Mathematical Background¶
This page describes the eigensubstitution accumulation algorithm implemented by the library, following Holmes & Rubin (2002).
Problem statement¶
Given:
- A multiple sequence alignment $x$ of $R$ sequences over $C$ columns
- A binary phylogenetic tree $T$ with branch lengths $t_n$
- A continuous-time Markov substitution model with rate matrix $Q$ and equilibrium distribution $\pi$
Compute, for each column $c$:
- Log-likelihood $\log P(x_c \mid T, Q)$
- Expected substitution counts $E[s_{ij,c}]$ for each state pair $(i,j)$, $i \ne j$
- Expected dwell times $E[w_{i,c}]$ for each state $i$
- Posterior root state $P(\text{root} = a \mid x_c)$
Substitution model¶
General CTMC¶
A continuous-time Markov chain on $A$ states is parameterized by: - Rate matrix $Q$ with $Q_{ij} \ge 0$ for $i \ne j$ and $\sum_j Q_{ij} = 0$ - Equilibrium distribution $\pi$ satisfying $\pi^T Q = 0$
Eigendecomposition¶
The rate matrix is diagonalized as $Q = V \Lambda V^{-1}$ where $\Lambda = \text{diag}(\mu_0, \ldots, \mu_{A-1})$ are eigenvalues and $V$ contains the corresponding right eigenvectors as columns. In general, $\mu_k$ and $V$ may be complex-valued. We always have $\mu_0 = 0$ (corresponding to the stationary distribution), and $\text{Re}(\mu_k) \le 0$ for all $k$.
The transition probability matrix is: $$M_{ab}(t) = \left[ e^{Qt} \right]_{ab} = \sum_k V_{ak} \, e^{\mu_k t} \, V^{-1}_{kb}$$
Note: $V^{-1}$ is the matrix of left eigenvectors (rows). For a general rate matrix, $V^{-1} \ne V^T$; the left and right eigenvectors are biorthogonal ($V^{-1} V = I$) but not individually orthonormal.

———

[Task set]
a) In the mathematical background page, which publication does the library's eigensubstitution accumulation algorithm follow?
b) Write the next part of the mathematical background page on the substitution algorithm, picking up after its final sentence.

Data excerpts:
———

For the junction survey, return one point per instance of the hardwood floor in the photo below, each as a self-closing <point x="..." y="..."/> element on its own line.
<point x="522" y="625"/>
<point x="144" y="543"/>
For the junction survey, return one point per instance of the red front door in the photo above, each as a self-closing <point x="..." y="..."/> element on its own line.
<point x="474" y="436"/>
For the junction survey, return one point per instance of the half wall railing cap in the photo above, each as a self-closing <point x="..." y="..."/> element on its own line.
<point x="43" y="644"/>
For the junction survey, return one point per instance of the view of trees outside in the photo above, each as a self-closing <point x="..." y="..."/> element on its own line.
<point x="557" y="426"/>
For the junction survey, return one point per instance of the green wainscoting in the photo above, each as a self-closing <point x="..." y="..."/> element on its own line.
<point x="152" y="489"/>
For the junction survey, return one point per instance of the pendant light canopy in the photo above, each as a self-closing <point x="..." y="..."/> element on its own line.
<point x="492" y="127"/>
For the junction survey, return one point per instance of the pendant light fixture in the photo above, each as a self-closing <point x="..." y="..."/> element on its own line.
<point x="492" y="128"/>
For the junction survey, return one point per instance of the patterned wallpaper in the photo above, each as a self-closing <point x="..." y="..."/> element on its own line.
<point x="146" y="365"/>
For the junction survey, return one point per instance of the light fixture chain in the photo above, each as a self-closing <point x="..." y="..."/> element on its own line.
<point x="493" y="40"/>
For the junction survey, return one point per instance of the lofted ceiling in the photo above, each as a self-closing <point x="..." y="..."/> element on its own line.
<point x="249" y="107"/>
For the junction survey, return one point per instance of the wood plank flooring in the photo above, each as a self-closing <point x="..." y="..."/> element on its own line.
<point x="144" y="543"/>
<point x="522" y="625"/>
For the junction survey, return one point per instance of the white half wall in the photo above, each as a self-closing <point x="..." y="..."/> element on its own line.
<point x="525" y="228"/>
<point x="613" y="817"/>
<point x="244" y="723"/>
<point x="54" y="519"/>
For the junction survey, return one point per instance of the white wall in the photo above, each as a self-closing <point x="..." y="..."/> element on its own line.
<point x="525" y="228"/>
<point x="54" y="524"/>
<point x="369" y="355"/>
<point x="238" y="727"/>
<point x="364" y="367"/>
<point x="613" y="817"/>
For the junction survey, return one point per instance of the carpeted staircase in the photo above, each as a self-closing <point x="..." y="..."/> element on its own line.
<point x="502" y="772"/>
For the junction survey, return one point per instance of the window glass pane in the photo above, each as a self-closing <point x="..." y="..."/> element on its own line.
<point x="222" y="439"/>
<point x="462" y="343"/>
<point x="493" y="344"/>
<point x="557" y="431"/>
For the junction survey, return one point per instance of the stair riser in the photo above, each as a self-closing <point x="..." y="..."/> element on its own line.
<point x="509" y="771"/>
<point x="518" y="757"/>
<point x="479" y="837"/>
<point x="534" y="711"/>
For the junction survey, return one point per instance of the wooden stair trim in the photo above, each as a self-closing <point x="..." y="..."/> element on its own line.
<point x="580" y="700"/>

———

[Answers below]
a) Holmes & Rubin (2002).

b)
Reversible models (special case)¶
A model is reversible if it satisfies detailed balance: $\pi_i Q_{ij} = \pi_j Q_{ji}$. In this case, the symmetrized rate matrix $$S_{ij} = \sqrt{\pi_i} \, Q_{ij} / \sqrt{\pi_j}$$ is real symmetric. Its eigendecomposition $S = V \Lambda V^T$ yields real eigenvalues $\mu_k$ and an orthogonal eigenvector matrix $V$ (i.e. $V^{-1} = V^T$).
The transition probability matrix simplifies to: $$M_{ab}(t) = \sqrt{\frac{\pi_b}{\pi_a}} \sum_k V_{ak} \, e^{\mu_k t} \, V_{bk}$$
This is the basis for the symmetrized formulation used throughout the reversible path.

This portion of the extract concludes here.